--- Exercise goal ---
Write the next part of the review of Rutu Modan's Exit Wounds, picking up after its last sentence.

--- Source passage ---
┄┄┄┄┄┄

Sunday, July 4, 2010

Exit Wounds, by Rutu Modan

Rutu Modan is an Israeli graphic novelist whose book Exit Wounds (2007) was well received by fans of the genre and critics, quickly appearing on the “best of graphic fiction” list in the New York Magazine as well as Time. A year later, the book received the Eisner Award for the best graphic album. This award, the Oscar of the comic book, is named after Will Eisner, who coined the expression “graphic novel” in 1978 after publishing A Contract With God. By now, Modan’s Exit Wounds has been translated into ten languages.[1]

Exit Wounds is a tale of mystery and love set between Tel Aviv and Hadera in Israel. Koby Franco, a shy and disillusioned taxi driver, has been estranged from his father for two years. The story opens when Koby receives a phone call from Numi, a soldier that informs that his father is a casualty of a bombing. The young woman, who had recently been his lover, believes that he is the unidentified victim because she has not heard from the man in several days and she gets a glimpse of a keepsake in the news reports. With great reluctance, Koby agrees to follow Numi on the search to find clues that may help locate his father. In the search to discover the truth, in a region beset by the war, Modan captures how people cope with trauma and how simple human affection develops.

Exit Wounds is an elegant but unsentimental display of line drawings and simple, yet insightful dialogues. Modan uses the ligne claire style, of straight even lines without the use of hatching to create shading, which was popularized by Hergé in Les Aventures de Tintin. The backgrounds are very realistic, even though they are often drawn in monochromatic colors. The watercolors utilized in the book are beautiful, luscious. Overall, it is possible to assert that the author paid great attention to the every detail of image and dialogue.

┄┄┄┄┄┄

--- Dataset entries ---
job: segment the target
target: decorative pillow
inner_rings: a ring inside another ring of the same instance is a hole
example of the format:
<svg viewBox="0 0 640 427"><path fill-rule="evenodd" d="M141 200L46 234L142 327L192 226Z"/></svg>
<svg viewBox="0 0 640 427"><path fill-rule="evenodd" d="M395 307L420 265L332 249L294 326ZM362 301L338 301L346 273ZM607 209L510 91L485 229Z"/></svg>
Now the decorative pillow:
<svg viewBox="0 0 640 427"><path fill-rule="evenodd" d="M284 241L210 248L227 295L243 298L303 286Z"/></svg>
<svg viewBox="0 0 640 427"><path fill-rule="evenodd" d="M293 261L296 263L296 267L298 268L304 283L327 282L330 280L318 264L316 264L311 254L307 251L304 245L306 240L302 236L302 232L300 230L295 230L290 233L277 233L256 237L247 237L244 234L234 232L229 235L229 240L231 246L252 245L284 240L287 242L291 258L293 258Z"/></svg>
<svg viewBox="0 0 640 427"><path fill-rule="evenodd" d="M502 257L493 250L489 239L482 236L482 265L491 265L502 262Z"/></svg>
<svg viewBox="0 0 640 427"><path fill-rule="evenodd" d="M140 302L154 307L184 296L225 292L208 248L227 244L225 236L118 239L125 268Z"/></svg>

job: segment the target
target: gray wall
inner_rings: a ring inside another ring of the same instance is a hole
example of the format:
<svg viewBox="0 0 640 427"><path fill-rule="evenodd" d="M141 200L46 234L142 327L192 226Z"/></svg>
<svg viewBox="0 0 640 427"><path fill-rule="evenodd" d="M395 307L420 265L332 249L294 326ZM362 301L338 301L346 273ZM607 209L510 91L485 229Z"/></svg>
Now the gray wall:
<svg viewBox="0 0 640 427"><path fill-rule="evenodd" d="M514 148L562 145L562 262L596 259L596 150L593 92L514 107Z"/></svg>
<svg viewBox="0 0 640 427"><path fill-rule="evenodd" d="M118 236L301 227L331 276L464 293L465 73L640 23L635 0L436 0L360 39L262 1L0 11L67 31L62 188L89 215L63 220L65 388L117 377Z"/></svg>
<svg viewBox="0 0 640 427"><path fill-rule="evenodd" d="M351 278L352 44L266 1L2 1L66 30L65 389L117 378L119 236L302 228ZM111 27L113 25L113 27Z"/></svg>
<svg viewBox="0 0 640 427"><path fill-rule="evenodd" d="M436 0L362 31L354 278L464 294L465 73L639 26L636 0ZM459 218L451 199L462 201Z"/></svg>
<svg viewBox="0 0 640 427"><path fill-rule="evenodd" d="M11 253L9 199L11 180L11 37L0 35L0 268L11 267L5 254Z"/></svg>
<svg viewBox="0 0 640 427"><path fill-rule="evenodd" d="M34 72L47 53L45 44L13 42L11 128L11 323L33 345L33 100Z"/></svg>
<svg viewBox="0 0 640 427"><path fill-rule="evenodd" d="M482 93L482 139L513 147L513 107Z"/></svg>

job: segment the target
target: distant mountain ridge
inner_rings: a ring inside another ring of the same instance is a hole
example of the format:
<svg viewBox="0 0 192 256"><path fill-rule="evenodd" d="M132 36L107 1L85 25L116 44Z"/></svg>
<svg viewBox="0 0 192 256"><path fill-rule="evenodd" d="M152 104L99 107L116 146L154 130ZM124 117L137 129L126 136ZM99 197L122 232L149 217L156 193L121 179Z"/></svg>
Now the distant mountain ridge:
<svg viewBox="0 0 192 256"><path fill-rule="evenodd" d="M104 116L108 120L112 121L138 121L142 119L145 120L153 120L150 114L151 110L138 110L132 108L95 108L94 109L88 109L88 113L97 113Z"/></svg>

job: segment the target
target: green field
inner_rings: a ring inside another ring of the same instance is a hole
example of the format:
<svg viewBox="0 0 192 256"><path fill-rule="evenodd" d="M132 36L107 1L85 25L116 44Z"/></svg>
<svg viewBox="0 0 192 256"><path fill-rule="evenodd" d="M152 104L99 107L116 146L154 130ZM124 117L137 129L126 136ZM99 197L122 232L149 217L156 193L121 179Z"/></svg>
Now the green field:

┄┄┄┄┄┄

--- Output ---
Besides being about love and romance, Exit Wounds is also about death. They mystery of the unidentified body, that unites Koby and Numi, was inspired by the documentary No 17, in which the director David Ofek attempts to identify the only unidentified victim of a bombing of a bus on the outskirts of Tel Aviv. In the afterword to Exit Wounds, Modan relates the impact the film had on her, noting that “We would like to think that if we disappear at least someone would notice. But sudden, brutal deaths are actually around all of us, anywhere, anytime, not just in Israel. Ever death feels sudden and brutal, even those called natural.”[2] For Modan, death is a central part of life, and Exit Wounds shows death – even the most cruel – as also being something that reunites people.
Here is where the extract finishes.